## [The tasks]
1. Answer these questions from the filing excerpt:
(a) In what month and year did the FASB issue SFAS No. 148?
(b) For which three-month periods would reported earnings per share differ by less than $.01 under SFAS No. 123?
(c) Besides mass-market retailers, which two kinds of distributors does the filing excerpt name as buyers of the company's "value line" brake parts?
2. Return the passage of the filing excerpt between "6. STOCK-BASED COMPENSATION" and "Compensation, as amended.", inclusive, copied word for word.

## [Reading text]
● ● ● ●

In December 2002, the FASB issued Statement of Financial Accounting
Standards ("SFAS") NO. 148, Accounting for Stock-Based Compensation-Transition
and Disclosure, which (i) amends SFAS No. 123, Accounting for Stock-Based
Compensation to add two new transitional approaches when changing from
Accounting Principles Board ("APB") Opinion No. 25, Accounting for Stock Issued
to Employees intrinsic value method of accounting for stock-based employee
compensation to the SFAS No. 123 fair value method and (ii) amends ABO Opinion
No. 28 Interim Financial Reporting to call for disclosure of SFAS No. 123
pro-forma information on a quarterly basis. The Company has elected to adopt the
disclosure only provisions of SFAS No. 148 and will continue to follow ABO
Opinion No. 25 and the related interpretations in accounting for the stock
options granted to its employees and directors. Accordingly, employee and
director compensation expense is recognized only for those options whose price
is less than fair market value at the measurement date.

6. STOCK-BASED COMPENSATION

The Company has elected to follow APB Opinion NO. 25, Accounting for Stock
Issued to Employee, and related interpretations in accounting for the stock
options granted to employees and directors. Accordingly, employee and director
compensation expense is recognized only for those options whose price is less
than fair market value at the measurement date. The Company has adopted the
disclosure-only provisions of SFAS No. 123, Accounting for Stock-Based
Compensation, as amended.

Had the compensation cost for the Company's stock options plans been determined
in accordance with SFAS No. 123, the Company's reported earnings per share for
the three month periods ending March 31, 2003 and 2002, would differ by less
than $.01 per share from that which would have been recorded using the
Black-Scholes option valuation method.



7


ITEM 2. MANAGEMENT'S DISCUSSION AND ANALYSIS OF FINANCIAL CONDITION AND RESULTS
OF OPERATIONS(1)


GENERAL

We are a manufacturer and distributor of brake rotors, drums, disc brake
pads, relined brake shoes, non-asbestos friction lining, and a complete line of
hydraulic parts. We believe that we are the leading supplier of "value line"
brake parts (brake parts sold at prices below those of certain leading national
brand name brake parts) to mass-market retailers, traditional warehouse
distributors and specialty undercar distributors in North America.(1)

● ● ● ●

## [Supplied material]
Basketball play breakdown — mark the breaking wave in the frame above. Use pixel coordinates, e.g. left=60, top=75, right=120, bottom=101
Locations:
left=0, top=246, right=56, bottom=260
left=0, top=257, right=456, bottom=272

● ● ● ●

## [Outputs for the tasks]
1.
(a) December 2002
(b) The three-month periods ending March 31, 2003 and 2002
(c) Traditional warehouse distributors and specialty undercar distributors

2.
6. STOCK-BASED COMPENSATION

The Company has elected to follow APB Opinion NO. 25, Accounting for Stock
Issued to Employee, and related interpretations in accounting for the stock
options granted to employees and directors. Accordingly, employee and director
compensation expense is recognized only for those options whose price is less
than fair market value at the measurement date. The Company has adopted the
disclosure-only provisions of SFAS No. 123, Accounting for Stock-Based
Compensation, as amended.